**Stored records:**
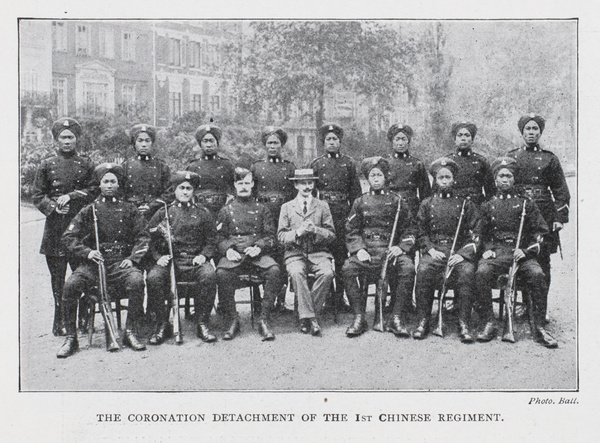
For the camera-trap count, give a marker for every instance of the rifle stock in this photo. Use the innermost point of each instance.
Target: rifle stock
(382, 283)
(440, 321)
(110, 327)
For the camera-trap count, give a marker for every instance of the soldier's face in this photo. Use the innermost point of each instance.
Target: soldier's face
(400, 142)
(444, 178)
(376, 179)
(209, 144)
(243, 187)
(109, 184)
(184, 192)
(505, 179)
(463, 139)
(273, 146)
(332, 143)
(531, 132)
(66, 141)
(143, 144)
(304, 187)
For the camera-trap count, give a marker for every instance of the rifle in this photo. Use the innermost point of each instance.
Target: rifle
(173, 287)
(382, 283)
(511, 286)
(110, 327)
(439, 329)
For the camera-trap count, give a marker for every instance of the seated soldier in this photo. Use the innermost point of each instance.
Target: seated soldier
(368, 232)
(245, 236)
(499, 228)
(123, 243)
(306, 231)
(193, 241)
(437, 224)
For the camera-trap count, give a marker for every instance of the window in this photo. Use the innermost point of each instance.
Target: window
(176, 104)
(196, 102)
(107, 43)
(59, 91)
(59, 36)
(215, 103)
(95, 98)
(128, 97)
(175, 52)
(128, 46)
(83, 41)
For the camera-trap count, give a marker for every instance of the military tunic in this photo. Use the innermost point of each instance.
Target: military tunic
(474, 178)
(498, 228)
(408, 178)
(437, 222)
(369, 227)
(243, 223)
(122, 235)
(146, 180)
(216, 180)
(192, 233)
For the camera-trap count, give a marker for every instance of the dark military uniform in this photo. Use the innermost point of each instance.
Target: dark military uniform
(147, 179)
(541, 178)
(59, 175)
(122, 235)
(437, 222)
(192, 234)
(339, 186)
(369, 227)
(216, 181)
(243, 223)
(474, 179)
(408, 178)
(498, 227)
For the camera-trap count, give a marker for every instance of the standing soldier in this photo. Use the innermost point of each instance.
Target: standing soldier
(408, 175)
(272, 185)
(216, 172)
(193, 240)
(246, 237)
(541, 178)
(499, 228)
(368, 232)
(123, 241)
(474, 179)
(147, 178)
(63, 185)
(437, 222)
(339, 186)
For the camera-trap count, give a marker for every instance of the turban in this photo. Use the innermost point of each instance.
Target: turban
(270, 130)
(205, 129)
(396, 128)
(375, 162)
(536, 118)
(326, 129)
(66, 123)
(468, 126)
(138, 129)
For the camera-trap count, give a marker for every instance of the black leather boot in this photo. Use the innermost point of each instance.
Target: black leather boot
(132, 341)
(69, 347)
(265, 330)
(488, 333)
(465, 334)
(232, 330)
(358, 326)
(421, 332)
(163, 332)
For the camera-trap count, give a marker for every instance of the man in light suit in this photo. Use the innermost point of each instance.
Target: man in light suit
(306, 230)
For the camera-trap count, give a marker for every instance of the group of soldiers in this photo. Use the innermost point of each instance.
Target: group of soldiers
(215, 222)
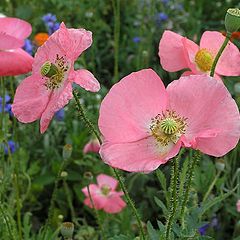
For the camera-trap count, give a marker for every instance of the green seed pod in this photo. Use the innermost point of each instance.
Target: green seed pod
(48, 69)
(232, 20)
(67, 229)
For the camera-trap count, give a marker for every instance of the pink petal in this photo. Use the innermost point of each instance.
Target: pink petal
(15, 27)
(171, 52)
(114, 204)
(144, 155)
(30, 99)
(9, 42)
(78, 41)
(103, 179)
(58, 99)
(92, 146)
(126, 111)
(86, 80)
(15, 62)
(228, 64)
(213, 116)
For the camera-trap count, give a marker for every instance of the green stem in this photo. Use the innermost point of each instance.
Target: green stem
(7, 223)
(69, 199)
(116, 12)
(96, 213)
(130, 202)
(119, 177)
(174, 194)
(17, 190)
(228, 36)
(211, 186)
(189, 177)
(54, 194)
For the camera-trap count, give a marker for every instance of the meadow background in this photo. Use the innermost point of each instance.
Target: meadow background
(126, 35)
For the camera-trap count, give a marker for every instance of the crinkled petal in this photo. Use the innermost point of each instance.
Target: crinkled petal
(114, 204)
(15, 27)
(74, 41)
(171, 52)
(15, 62)
(144, 155)
(30, 99)
(9, 42)
(58, 99)
(127, 110)
(229, 62)
(86, 80)
(103, 179)
(212, 115)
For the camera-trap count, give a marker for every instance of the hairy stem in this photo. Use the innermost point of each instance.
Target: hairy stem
(119, 177)
(189, 176)
(228, 36)
(96, 213)
(174, 195)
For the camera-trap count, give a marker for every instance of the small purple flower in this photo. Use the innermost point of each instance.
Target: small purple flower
(7, 105)
(56, 26)
(49, 18)
(136, 39)
(161, 17)
(165, 1)
(202, 230)
(12, 146)
(59, 115)
(28, 46)
(51, 23)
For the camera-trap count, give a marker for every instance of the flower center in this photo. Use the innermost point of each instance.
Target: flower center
(168, 127)
(55, 73)
(105, 190)
(204, 60)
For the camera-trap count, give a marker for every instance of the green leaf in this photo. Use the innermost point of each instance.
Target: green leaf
(153, 234)
(161, 205)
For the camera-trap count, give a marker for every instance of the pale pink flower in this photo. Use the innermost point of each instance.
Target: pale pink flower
(92, 146)
(49, 88)
(144, 125)
(13, 59)
(177, 53)
(104, 195)
(238, 205)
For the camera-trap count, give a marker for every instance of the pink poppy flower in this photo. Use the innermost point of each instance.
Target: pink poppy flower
(49, 88)
(144, 125)
(177, 53)
(238, 205)
(104, 195)
(13, 59)
(92, 146)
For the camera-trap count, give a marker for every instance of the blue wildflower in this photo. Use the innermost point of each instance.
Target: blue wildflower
(59, 115)
(7, 105)
(51, 23)
(28, 46)
(202, 230)
(136, 39)
(12, 146)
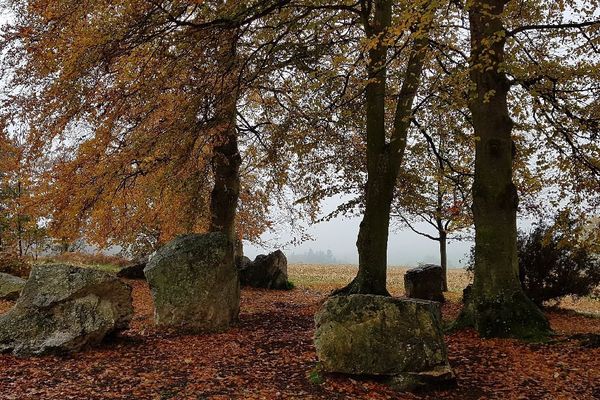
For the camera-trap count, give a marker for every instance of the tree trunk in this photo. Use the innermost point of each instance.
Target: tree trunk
(444, 259)
(19, 221)
(383, 157)
(226, 158)
(498, 306)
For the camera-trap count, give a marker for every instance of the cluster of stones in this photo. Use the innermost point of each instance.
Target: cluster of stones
(195, 285)
(64, 309)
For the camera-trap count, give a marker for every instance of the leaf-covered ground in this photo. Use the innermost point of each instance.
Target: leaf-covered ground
(270, 355)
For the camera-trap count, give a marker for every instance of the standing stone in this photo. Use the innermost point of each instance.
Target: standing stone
(64, 309)
(10, 286)
(425, 282)
(378, 335)
(194, 283)
(268, 272)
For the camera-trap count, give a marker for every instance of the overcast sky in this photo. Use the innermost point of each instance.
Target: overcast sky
(339, 236)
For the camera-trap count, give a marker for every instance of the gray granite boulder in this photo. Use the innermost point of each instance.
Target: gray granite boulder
(64, 309)
(268, 272)
(10, 286)
(425, 282)
(401, 339)
(194, 283)
(135, 270)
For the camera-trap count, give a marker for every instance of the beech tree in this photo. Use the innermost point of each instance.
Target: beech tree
(433, 187)
(498, 306)
(137, 100)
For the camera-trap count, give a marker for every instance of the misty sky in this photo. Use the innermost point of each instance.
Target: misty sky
(339, 236)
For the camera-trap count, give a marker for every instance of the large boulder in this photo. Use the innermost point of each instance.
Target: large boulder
(194, 283)
(268, 272)
(10, 286)
(64, 309)
(135, 270)
(377, 335)
(425, 282)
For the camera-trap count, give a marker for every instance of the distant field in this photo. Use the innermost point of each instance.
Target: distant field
(325, 278)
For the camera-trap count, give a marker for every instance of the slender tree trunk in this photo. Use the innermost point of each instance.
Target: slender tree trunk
(19, 221)
(498, 306)
(383, 157)
(226, 157)
(444, 259)
(442, 235)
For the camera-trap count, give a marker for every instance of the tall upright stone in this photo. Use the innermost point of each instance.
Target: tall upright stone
(10, 286)
(194, 283)
(425, 282)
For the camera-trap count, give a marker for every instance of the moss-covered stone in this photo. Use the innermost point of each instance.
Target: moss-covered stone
(266, 271)
(194, 283)
(10, 286)
(380, 335)
(425, 282)
(64, 309)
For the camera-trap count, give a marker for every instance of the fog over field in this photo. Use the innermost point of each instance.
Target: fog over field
(339, 236)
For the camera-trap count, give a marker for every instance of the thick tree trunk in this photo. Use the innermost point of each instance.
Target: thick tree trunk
(383, 157)
(444, 259)
(226, 158)
(498, 306)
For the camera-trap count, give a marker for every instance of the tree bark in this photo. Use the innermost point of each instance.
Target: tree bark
(383, 157)
(498, 306)
(19, 221)
(444, 259)
(226, 158)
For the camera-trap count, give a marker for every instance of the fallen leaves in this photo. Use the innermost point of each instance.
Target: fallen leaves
(270, 355)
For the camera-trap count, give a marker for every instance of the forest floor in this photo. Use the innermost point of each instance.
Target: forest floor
(270, 355)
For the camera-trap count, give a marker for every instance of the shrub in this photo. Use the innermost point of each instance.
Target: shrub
(554, 264)
(12, 264)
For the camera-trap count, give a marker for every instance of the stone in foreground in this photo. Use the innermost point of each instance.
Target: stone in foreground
(135, 270)
(267, 272)
(10, 286)
(425, 282)
(194, 283)
(378, 335)
(64, 309)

**ASSIGNMENT:**
Please return only the lines from the top of the data through the line with "of the turban", exactly as written, and drop every picture.

**RESPONSE BELOW:**
For the camera-trap count, give a marker for every instance of the rifle stock in this photo. Use the innermost point of each instance.
Target: rifle stock
(382, 283)
(440, 321)
(110, 327)
For the camera-trap count, give a marker for every instance of the soldier's face in this photo. Use the innermost point of each instance.
Target: soldier's face
(400, 142)
(444, 178)
(376, 179)
(209, 144)
(243, 187)
(109, 184)
(184, 192)
(505, 179)
(463, 139)
(273, 146)
(332, 143)
(531, 132)
(66, 141)
(143, 144)
(304, 187)
For the camera-trap count, give a marker for every instance of the rifle in this photo. Use the innermost point of each instance.
Target: rifle
(173, 287)
(382, 283)
(511, 286)
(110, 327)
(439, 329)
For the camera-trap count, give a marker for every instance of the seated soldier in this photo. Use the innermost point of each instance.
Target: seated soldier
(368, 232)
(245, 236)
(499, 228)
(123, 243)
(306, 231)
(193, 241)
(437, 224)
For the camera-trap count, give a marker for every instance of the window in this photo. Use the innermost point of each instance.
Target: window
(176, 104)
(196, 102)
(107, 43)
(59, 91)
(59, 36)
(215, 103)
(95, 98)
(128, 97)
(175, 52)
(128, 46)
(83, 41)
For the camera-trap count, give a marker for every instance of the military tunic in this photo. Use the innermost point of each instance.
Target: military tunic
(474, 178)
(498, 228)
(408, 178)
(437, 222)
(369, 227)
(243, 223)
(122, 235)
(146, 180)
(216, 180)
(192, 233)
For the camera-trap count, give a marker for every instance of the dark military uniform in this photo. Use the innermost point of each instance.
Target: dark military uniform
(147, 179)
(541, 178)
(59, 175)
(122, 235)
(437, 222)
(192, 234)
(339, 186)
(369, 227)
(216, 181)
(243, 223)
(474, 179)
(408, 178)
(498, 227)
For the camera-trap count, give a marker for every instance of the standing soldier in this photo. Use the innermost point of each instance.
Target: standing soldier
(408, 175)
(272, 185)
(216, 172)
(193, 240)
(246, 237)
(541, 178)
(499, 228)
(368, 232)
(123, 241)
(474, 179)
(147, 178)
(63, 185)
(437, 222)
(339, 186)
For the camera-trap count, give a marker for every instance of the turban in this photo. Use the innermost point of each instance.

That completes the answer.